Render the data as a JSON list of strings, one string per line with blank lines skipped, beginning at the line that contains "OBJECT_OF_INTEREST = rear bumper" and stopping after the line that contains "[424,80,432,94]".

-- START Provided material --

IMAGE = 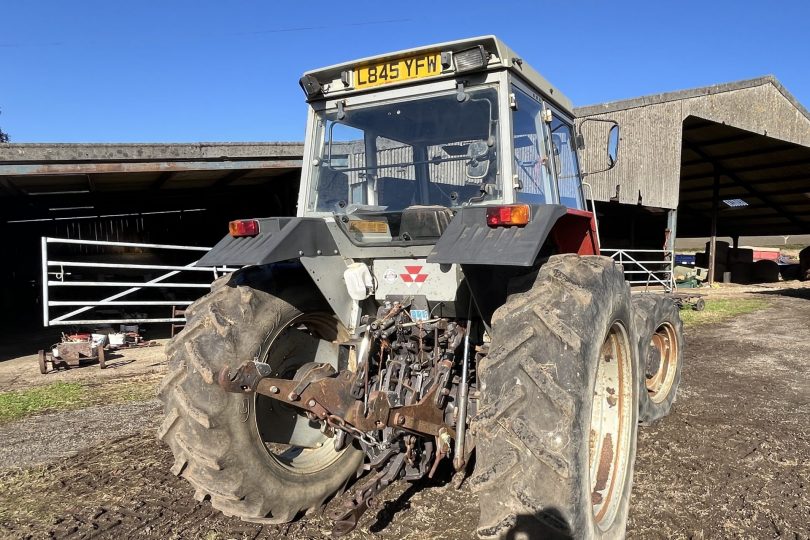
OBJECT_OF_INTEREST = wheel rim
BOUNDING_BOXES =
[645,323,678,403]
[254,313,345,474]
[588,321,634,530]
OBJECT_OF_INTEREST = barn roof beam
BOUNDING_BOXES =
[683,140,810,229]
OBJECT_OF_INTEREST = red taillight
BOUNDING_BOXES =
[228,219,259,238]
[487,204,531,227]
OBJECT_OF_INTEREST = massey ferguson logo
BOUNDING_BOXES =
[399,266,428,287]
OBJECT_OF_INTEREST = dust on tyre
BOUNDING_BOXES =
[472,255,638,539]
[158,274,363,523]
[633,293,684,425]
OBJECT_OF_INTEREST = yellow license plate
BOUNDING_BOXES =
[354,53,442,90]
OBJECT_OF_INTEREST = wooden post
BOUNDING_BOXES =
[709,165,720,285]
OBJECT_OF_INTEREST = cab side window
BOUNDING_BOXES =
[512,87,553,204]
[551,113,585,210]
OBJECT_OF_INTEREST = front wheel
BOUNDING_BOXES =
[158,276,363,523]
[472,255,638,539]
[633,293,680,425]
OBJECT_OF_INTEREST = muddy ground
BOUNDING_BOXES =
[0,289,810,540]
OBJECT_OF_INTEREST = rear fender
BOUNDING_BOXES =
[427,204,599,267]
[197,217,338,266]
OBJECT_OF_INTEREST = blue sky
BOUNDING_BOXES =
[0,0,810,142]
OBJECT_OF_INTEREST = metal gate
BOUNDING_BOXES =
[42,237,236,326]
[601,249,675,292]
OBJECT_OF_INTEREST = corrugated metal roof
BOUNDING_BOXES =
[575,76,810,235]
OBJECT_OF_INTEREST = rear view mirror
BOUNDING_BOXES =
[467,141,489,179]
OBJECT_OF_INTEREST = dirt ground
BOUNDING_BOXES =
[0,288,810,540]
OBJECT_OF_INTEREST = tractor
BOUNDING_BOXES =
[158,36,683,538]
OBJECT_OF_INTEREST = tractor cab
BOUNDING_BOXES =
[298,36,585,245]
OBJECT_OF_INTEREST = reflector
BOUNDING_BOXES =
[453,45,489,73]
[487,204,531,227]
[228,219,259,238]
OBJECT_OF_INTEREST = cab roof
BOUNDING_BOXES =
[302,36,573,112]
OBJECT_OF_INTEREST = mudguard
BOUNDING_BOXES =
[427,204,599,266]
[196,217,338,266]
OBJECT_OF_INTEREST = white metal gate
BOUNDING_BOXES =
[600,249,675,292]
[42,237,236,326]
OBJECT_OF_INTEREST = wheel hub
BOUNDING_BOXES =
[588,321,635,530]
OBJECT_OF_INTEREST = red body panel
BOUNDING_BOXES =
[551,208,599,255]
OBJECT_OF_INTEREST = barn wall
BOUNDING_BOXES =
[575,78,810,209]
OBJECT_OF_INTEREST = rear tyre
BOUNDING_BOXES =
[158,275,363,523]
[633,293,680,425]
[471,255,638,539]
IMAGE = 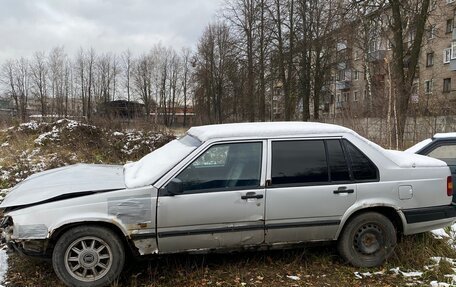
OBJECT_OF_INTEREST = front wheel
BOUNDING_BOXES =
[52,226,125,287]
[338,212,397,267]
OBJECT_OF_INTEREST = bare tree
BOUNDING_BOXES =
[30,52,48,116]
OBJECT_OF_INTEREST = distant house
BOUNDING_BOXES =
[98,100,145,119]
[150,107,195,126]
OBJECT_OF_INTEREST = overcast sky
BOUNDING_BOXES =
[0,0,221,63]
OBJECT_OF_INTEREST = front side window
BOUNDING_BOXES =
[176,142,263,194]
[326,140,350,181]
[271,140,329,186]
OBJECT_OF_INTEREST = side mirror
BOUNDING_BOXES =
[166,178,184,195]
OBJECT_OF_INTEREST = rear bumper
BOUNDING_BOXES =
[402,205,456,235]
[402,205,456,224]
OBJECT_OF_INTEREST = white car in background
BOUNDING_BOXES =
[0,122,456,287]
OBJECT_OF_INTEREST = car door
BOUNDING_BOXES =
[157,141,266,253]
[265,139,357,244]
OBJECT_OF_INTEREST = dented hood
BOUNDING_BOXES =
[0,164,125,208]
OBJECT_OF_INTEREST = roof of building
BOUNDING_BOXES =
[188,122,355,142]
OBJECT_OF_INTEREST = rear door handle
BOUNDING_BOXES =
[241,194,263,199]
[333,186,355,194]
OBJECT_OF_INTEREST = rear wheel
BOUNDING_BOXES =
[52,226,125,287]
[338,212,397,267]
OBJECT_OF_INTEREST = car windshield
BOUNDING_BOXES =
[124,135,201,188]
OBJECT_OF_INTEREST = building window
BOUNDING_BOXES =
[426,25,436,40]
[443,78,451,93]
[426,52,434,67]
[342,92,349,102]
[443,48,451,64]
[445,19,453,34]
[451,41,456,60]
[424,80,432,94]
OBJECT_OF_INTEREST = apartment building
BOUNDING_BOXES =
[321,0,456,117]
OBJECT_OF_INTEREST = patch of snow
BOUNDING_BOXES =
[404,139,432,153]
[18,121,39,130]
[390,267,423,277]
[124,140,195,188]
[287,275,301,281]
[354,272,363,279]
[0,246,8,287]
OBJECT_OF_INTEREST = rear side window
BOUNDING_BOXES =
[271,140,329,185]
[326,140,350,181]
[344,140,378,181]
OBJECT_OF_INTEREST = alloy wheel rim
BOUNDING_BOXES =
[65,236,112,282]
[353,223,385,256]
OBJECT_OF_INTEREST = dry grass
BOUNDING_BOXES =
[8,234,455,287]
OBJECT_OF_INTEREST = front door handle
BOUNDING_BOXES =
[241,194,263,199]
[333,186,355,194]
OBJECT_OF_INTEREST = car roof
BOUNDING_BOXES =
[187,122,355,142]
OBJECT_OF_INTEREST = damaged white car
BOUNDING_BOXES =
[0,122,456,286]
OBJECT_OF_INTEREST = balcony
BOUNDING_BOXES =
[336,80,351,90]
[368,50,387,62]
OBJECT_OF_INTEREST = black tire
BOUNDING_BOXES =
[337,212,397,267]
[52,226,125,287]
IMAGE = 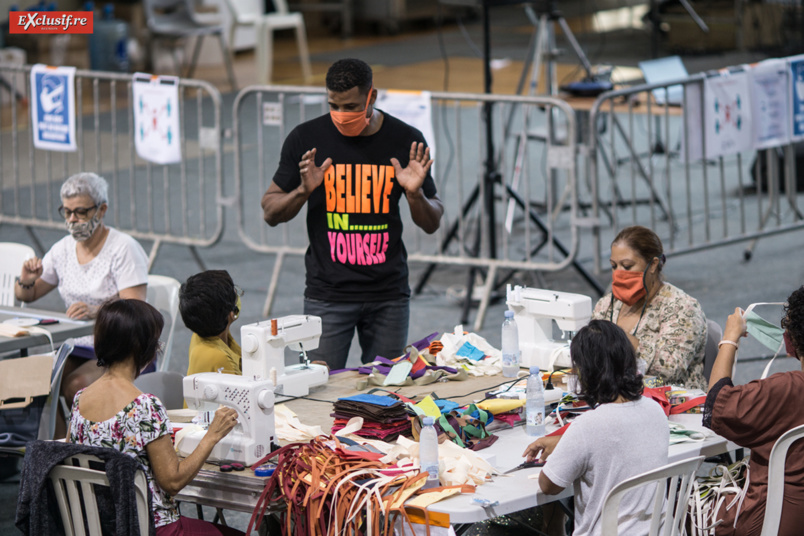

-- END Provided material --

# Reply to the exercise:
[
  "OBJECT_OF_INTEREST = rear bumper",
  "BOUNDING_BOXES =",
  "[402,205,456,235]",
  "[402,205,456,224]",
  "OBJECT_OF_INTEREST = white car in background",
  "BOUNDING_BOXES =",
  "[0,122,456,287]",
  "OBJECT_OF_INTEREST = car door",
  "BOUNDING_BOXES =",
  "[157,141,266,253]",
  "[265,139,357,244]",
  "OBJECT_OF_INTEREST = dented hood",
  "BOUNDING_BOXES =",
  "[0,164,125,208]",
  "OBJECT_OF_INTEREST = roof of building",
  "BOUNDING_BOXES =",
  "[188,122,355,142]",
  "OBJECT_OF_INTEREST = rear door handle",
  "BOUNDING_BOXES =",
  "[241,194,263,199]",
  "[333,186,355,194]",
  "OBJECT_OF_INTEREST = rear wheel",
  "BOUNDING_BOXES =",
  "[52,226,125,287]",
  "[338,212,397,267]",
  "OBJECT_OF_INTEREST = car windshield",
  "BOUNDING_BOXES =",
  "[124,135,201,188]",
  "OBJECT_OF_INTEREST = building window",
  "BOUNDING_BOXES =",
  "[426,25,436,40]",
  "[443,78,451,93]",
  "[426,52,434,67]",
  "[342,92,349,102]",
  "[443,48,451,64]",
  "[445,19,453,34]",
  "[451,41,456,60]",
  "[424,80,432,94]"
]